▶ Document text
┄┄┄┄┄┄┄┄┄┄┄┄┄┄┄┄┄┄┄┄

III Mathematical Model

For modelling our continuum robot, we have adapted the tendon-driven dynamic Cosserat rod model in [5][25][26]. More discussion about using tendon-length control are presented in [5][23]. In this section, we mainly talked about the modification added to tendon-driven dynamic Cosserat rod model regrading the compressible spine used in [5].

III-A Compression Model for the Soft Spine

Along the centre-line of the rod, we have defined the position $p(s)$ , orientation $R(s)$ , the linear velocity $v(s)$ , angular velocity $u(s)$ , internal force $n(s)$ and internal moment $m(s)$ at the length s of the rod. And $q$ is linear velocity and $\omega$ is angular velocity for the rod’s time $t$ at length $s$ . And $p_{s}$ represents taking derivative of position respect to length of the rod s and so on. For the Cosserat rod model, most internal forces come from tendon tensions, which are compression forces. Under the condition of little external load and lightweight of the continuum robot, we have considered the internal forces compress the spine.

┄┄┄┄┄┄┄┄┄┄┄┄┄┄┄┄┄┄┄┄

▶ Exercise set
• A. Decide whether each statement below agrees with the mathematical model excerpt. For each, answer yes or no and quote the words of the excerpt that decide it.
(i) The authors adapted a tendon-driven dynamic Cosserat rod model for their continuum robot.
(ii) In the Cosserat rod model, most internal forces come from tendon tensions, which are tension forces.
(iii) The spine used in [5] is described as incompressible.
• B. Reproduce the passage of the mathematical model excerpt starting with "III-A Compression Model" and going on through "compress the spine.", switching each occurrence of "angular velocity" to "rotational velocity".

┄┄┄┄┄┄┄┄┄┄┄┄┄┄┄┄┄┄┄┄

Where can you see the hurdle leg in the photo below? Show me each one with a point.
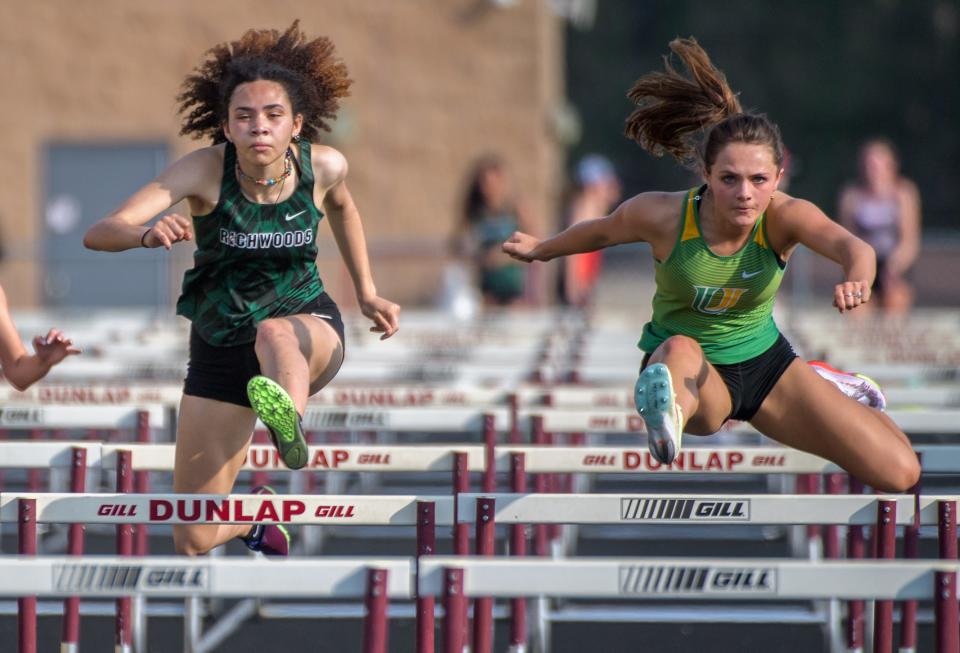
(490, 453)
(945, 590)
(886, 550)
(70, 634)
(455, 611)
(541, 604)
(947, 529)
(947, 638)
(461, 532)
(856, 550)
(375, 625)
(141, 485)
(518, 547)
(483, 606)
(831, 551)
(426, 605)
(27, 605)
(911, 551)
(122, 637)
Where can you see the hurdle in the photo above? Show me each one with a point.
(376, 581)
(123, 509)
(885, 512)
(455, 579)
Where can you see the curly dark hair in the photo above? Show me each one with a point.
(312, 75)
(672, 109)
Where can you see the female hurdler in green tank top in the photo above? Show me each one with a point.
(253, 261)
(713, 350)
(265, 336)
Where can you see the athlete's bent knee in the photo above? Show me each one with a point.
(902, 472)
(270, 332)
(680, 345)
(191, 541)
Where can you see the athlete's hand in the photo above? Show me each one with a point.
(53, 347)
(384, 313)
(168, 230)
(850, 294)
(521, 246)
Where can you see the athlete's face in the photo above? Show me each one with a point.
(261, 122)
(742, 180)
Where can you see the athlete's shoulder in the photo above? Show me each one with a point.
(660, 209)
(329, 164)
(655, 203)
(204, 163)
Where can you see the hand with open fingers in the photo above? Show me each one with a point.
(385, 315)
(53, 347)
(521, 246)
(166, 231)
(850, 294)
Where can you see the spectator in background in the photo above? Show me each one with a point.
(883, 208)
(491, 212)
(596, 191)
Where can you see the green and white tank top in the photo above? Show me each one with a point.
(253, 261)
(725, 303)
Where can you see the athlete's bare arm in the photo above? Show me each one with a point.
(794, 221)
(332, 194)
(649, 217)
(195, 177)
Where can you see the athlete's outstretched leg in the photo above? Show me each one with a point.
(807, 412)
(212, 441)
(298, 355)
(679, 391)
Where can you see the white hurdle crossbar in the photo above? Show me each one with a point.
(670, 578)
(107, 508)
(15, 454)
(107, 576)
(512, 508)
(456, 579)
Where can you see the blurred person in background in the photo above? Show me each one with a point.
(883, 208)
(491, 212)
(20, 368)
(713, 350)
(265, 335)
(597, 190)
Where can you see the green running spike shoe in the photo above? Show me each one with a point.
(657, 404)
(275, 409)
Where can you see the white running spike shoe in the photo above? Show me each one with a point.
(858, 387)
(657, 404)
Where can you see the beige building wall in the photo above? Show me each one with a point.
(436, 83)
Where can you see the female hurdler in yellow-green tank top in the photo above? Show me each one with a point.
(725, 303)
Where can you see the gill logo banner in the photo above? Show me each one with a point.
(716, 300)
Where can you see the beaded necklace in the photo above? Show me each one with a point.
(287, 169)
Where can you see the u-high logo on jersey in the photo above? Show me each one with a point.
(712, 300)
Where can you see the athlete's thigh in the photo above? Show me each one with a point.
(697, 383)
(807, 412)
(715, 403)
(212, 440)
(320, 345)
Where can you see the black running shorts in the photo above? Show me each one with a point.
(750, 381)
(222, 373)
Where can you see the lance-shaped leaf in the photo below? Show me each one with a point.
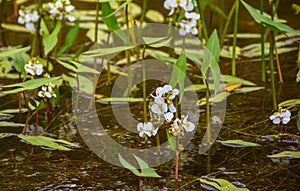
(276, 26)
(178, 74)
(146, 171)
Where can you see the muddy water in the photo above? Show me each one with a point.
(23, 167)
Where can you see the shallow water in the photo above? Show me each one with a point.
(24, 167)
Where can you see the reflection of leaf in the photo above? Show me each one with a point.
(146, 171)
(10, 124)
(120, 99)
(219, 184)
(248, 89)
(239, 143)
(289, 102)
(286, 154)
(47, 142)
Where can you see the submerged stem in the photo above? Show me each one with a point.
(235, 29)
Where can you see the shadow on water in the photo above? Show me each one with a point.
(24, 167)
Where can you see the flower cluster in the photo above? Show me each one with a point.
(28, 17)
(188, 25)
(60, 9)
(181, 124)
(163, 102)
(47, 89)
(163, 106)
(282, 116)
(33, 67)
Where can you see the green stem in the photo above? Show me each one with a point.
(204, 28)
(272, 41)
(262, 43)
(227, 24)
(235, 29)
(143, 12)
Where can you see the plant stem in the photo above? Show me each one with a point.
(262, 43)
(271, 54)
(235, 29)
(204, 28)
(143, 13)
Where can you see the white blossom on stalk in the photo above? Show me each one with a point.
(283, 115)
(28, 17)
(33, 67)
(146, 129)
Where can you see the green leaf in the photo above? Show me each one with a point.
(289, 102)
(211, 57)
(146, 171)
(273, 25)
(30, 84)
(298, 121)
(178, 74)
(70, 38)
(219, 184)
(248, 89)
(235, 80)
(155, 16)
(10, 124)
(46, 141)
(10, 52)
(239, 143)
(286, 154)
(171, 140)
(50, 40)
(120, 99)
(109, 18)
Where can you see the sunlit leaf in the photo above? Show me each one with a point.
(70, 38)
(50, 39)
(215, 99)
(178, 74)
(146, 171)
(232, 87)
(248, 89)
(239, 143)
(286, 154)
(219, 184)
(120, 99)
(10, 124)
(155, 16)
(268, 21)
(47, 142)
(289, 102)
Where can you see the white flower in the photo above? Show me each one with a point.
(159, 105)
(187, 5)
(28, 17)
(187, 27)
(33, 67)
(146, 129)
(168, 116)
(283, 115)
(188, 126)
(47, 91)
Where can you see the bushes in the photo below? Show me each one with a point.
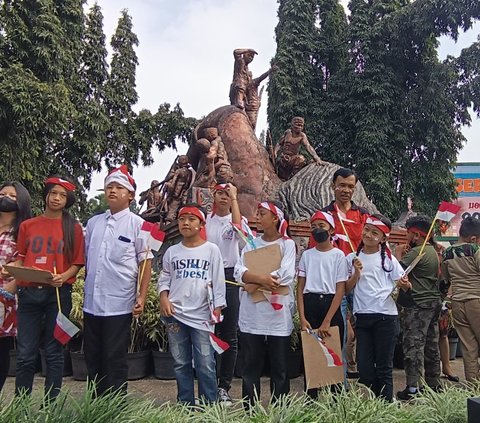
(354, 407)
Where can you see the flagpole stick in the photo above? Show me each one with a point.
(346, 233)
(428, 235)
(57, 291)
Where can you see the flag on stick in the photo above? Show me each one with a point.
(145, 230)
(64, 329)
(156, 238)
(447, 211)
(218, 345)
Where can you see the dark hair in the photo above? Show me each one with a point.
(68, 221)
(24, 205)
(383, 245)
(196, 205)
(344, 172)
(469, 227)
(421, 222)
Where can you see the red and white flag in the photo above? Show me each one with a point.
(275, 299)
(156, 238)
(64, 329)
(447, 211)
(218, 345)
(333, 359)
(145, 230)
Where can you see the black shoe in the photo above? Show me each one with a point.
(406, 395)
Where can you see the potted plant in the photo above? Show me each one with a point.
(156, 333)
(295, 357)
(75, 346)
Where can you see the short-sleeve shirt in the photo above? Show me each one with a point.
(114, 250)
(40, 244)
(372, 292)
(322, 270)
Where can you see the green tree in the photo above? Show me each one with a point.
(391, 109)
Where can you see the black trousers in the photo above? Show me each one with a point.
(106, 345)
(254, 348)
(5, 346)
(376, 338)
(316, 307)
(228, 332)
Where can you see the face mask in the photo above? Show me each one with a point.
(320, 235)
(8, 205)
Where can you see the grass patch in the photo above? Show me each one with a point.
(355, 406)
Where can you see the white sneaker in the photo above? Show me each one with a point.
(224, 397)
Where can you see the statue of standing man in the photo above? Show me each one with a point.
(244, 89)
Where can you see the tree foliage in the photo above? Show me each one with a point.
(377, 97)
(63, 108)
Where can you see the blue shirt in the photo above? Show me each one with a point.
(114, 249)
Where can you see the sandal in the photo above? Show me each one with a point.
(451, 378)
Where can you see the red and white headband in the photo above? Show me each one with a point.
(121, 176)
(379, 224)
(325, 216)
(220, 187)
(192, 210)
(282, 228)
(62, 182)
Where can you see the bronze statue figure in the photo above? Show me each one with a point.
(287, 152)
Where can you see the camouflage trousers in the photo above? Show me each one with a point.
(420, 343)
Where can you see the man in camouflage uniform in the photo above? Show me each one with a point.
(420, 317)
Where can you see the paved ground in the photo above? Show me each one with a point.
(162, 390)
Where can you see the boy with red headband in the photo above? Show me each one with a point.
(192, 295)
(420, 319)
(265, 328)
(220, 231)
(118, 258)
(322, 273)
(53, 242)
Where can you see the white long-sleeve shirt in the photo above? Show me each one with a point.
(261, 318)
(114, 249)
(187, 274)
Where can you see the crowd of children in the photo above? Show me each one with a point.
(210, 291)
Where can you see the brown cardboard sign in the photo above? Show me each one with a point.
(264, 261)
(317, 371)
(29, 274)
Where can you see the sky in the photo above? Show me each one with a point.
(186, 56)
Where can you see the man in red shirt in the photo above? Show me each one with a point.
(350, 218)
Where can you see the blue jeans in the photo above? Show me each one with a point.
(36, 316)
(185, 341)
(376, 338)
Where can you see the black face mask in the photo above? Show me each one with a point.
(8, 205)
(320, 235)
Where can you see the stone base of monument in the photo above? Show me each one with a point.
(473, 410)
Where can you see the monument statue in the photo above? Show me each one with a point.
(179, 179)
(213, 166)
(252, 105)
(287, 152)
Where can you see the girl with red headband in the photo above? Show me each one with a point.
(265, 329)
(374, 275)
(14, 209)
(322, 273)
(53, 242)
(192, 295)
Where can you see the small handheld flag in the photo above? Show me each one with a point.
(218, 345)
(332, 358)
(447, 211)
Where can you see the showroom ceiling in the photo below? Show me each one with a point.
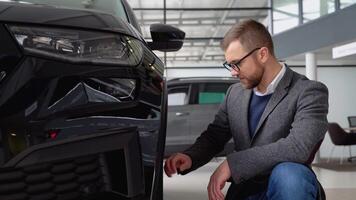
(204, 22)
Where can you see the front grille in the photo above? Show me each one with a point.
(64, 180)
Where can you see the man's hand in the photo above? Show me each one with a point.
(218, 180)
(177, 161)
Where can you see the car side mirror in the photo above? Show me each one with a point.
(166, 38)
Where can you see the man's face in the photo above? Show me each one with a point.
(250, 71)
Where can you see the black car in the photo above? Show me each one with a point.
(82, 101)
(192, 105)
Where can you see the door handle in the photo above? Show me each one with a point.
(179, 114)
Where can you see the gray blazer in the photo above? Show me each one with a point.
(291, 127)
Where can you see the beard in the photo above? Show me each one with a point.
(251, 82)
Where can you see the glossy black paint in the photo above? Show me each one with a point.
(46, 103)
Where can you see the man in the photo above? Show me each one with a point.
(276, 117)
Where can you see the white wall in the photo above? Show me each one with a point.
(341, 82)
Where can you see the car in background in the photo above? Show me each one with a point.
(192, 105)
(82, 101)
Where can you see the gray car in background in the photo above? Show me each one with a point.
(192, 105)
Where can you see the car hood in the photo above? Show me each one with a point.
(12, 12)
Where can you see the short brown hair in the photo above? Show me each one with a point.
(251, 34)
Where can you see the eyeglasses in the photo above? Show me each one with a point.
(235, 65)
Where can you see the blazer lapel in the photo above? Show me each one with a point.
(280, 92)
(244, 105)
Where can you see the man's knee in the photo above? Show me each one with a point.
(292, 179)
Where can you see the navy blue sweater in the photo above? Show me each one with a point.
(256, 108)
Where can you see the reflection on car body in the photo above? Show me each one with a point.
(82, 101)
(192, 105)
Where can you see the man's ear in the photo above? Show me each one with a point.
(264, 54)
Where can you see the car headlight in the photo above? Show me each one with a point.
(78, 45)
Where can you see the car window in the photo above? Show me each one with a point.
(178, 96)
(114, 7)
(212, 93)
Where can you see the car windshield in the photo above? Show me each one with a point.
(113, 7)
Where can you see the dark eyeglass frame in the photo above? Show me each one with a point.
(235, 65)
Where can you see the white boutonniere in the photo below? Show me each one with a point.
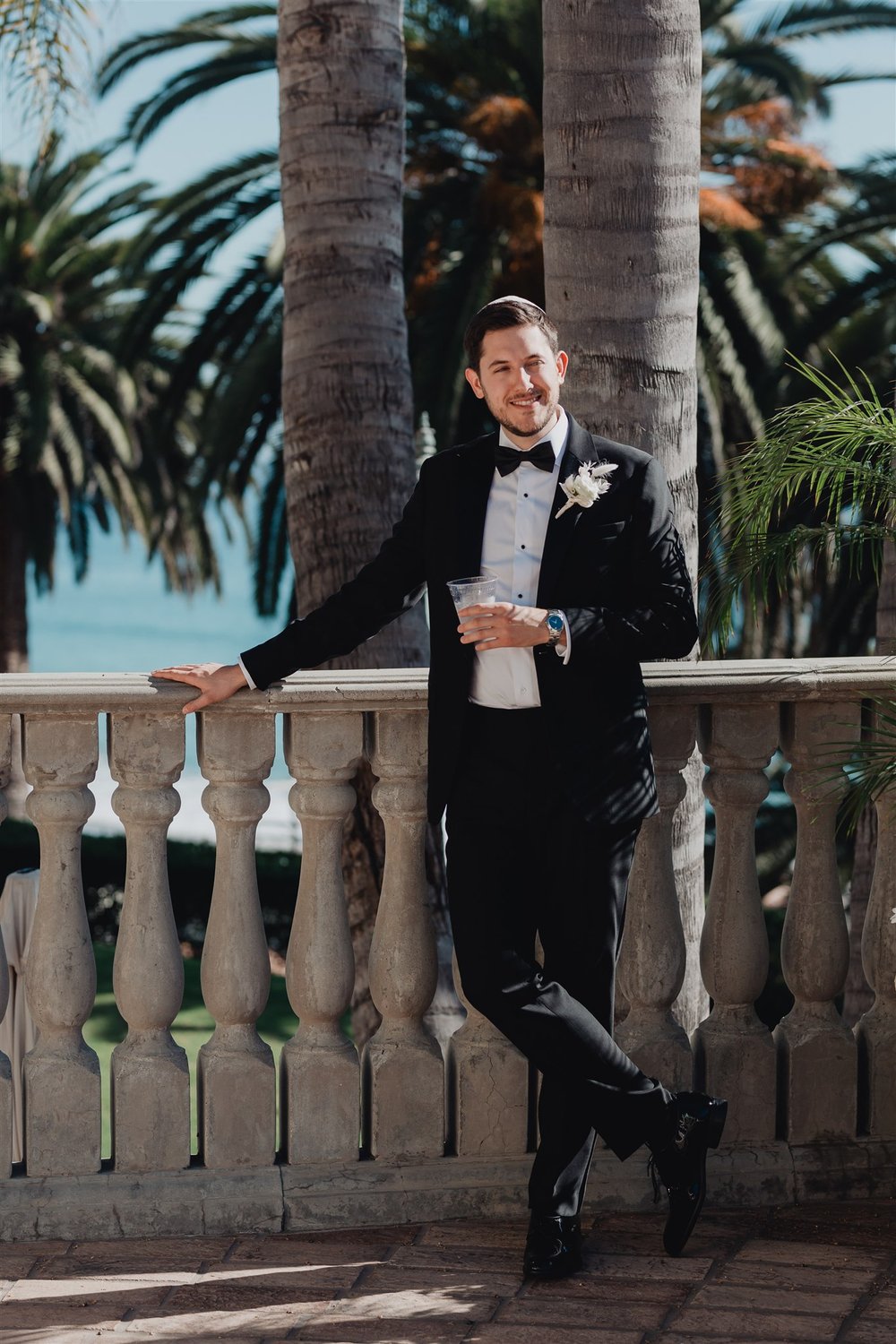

┄┄┄┄┄┄┄┄┄┄┄┄┄┄┄┄┄┄┄┄

▶ Answers to the exercise
• A.
(i) Yes: "we have adapted the tendon-driven dynamic Cosserat rod model in [5][25][26]"
(ii) No: "most internal forces come from tendon tensions, which are compression forces"
(iii) No: "the compressible spine used in [5]"

• B.
III-A Compression Model for the Soft Spine

Along the centre-line of the rod, we have defined the position $p(s)$ , orientation $R(s)$ , the linear velocity $v(s)$ , rotational velocity $u(s)$ , internal force $n(s)$ and internal moment $m(s)$ at the length s of the rod. And $q$ is linear velocity and $\omega$ is rotational velocity for the rod’s time $t$ at length $s$ . And $p_{s}$ represents taking derivative of position respect to length of the rod s and so on. For the Cosserat rod model, most internal forces come from tendon tensions, which are compression forces. Under the condition of little external load and lightweight of the continuum robot, we have considered the internal forces compress the spine.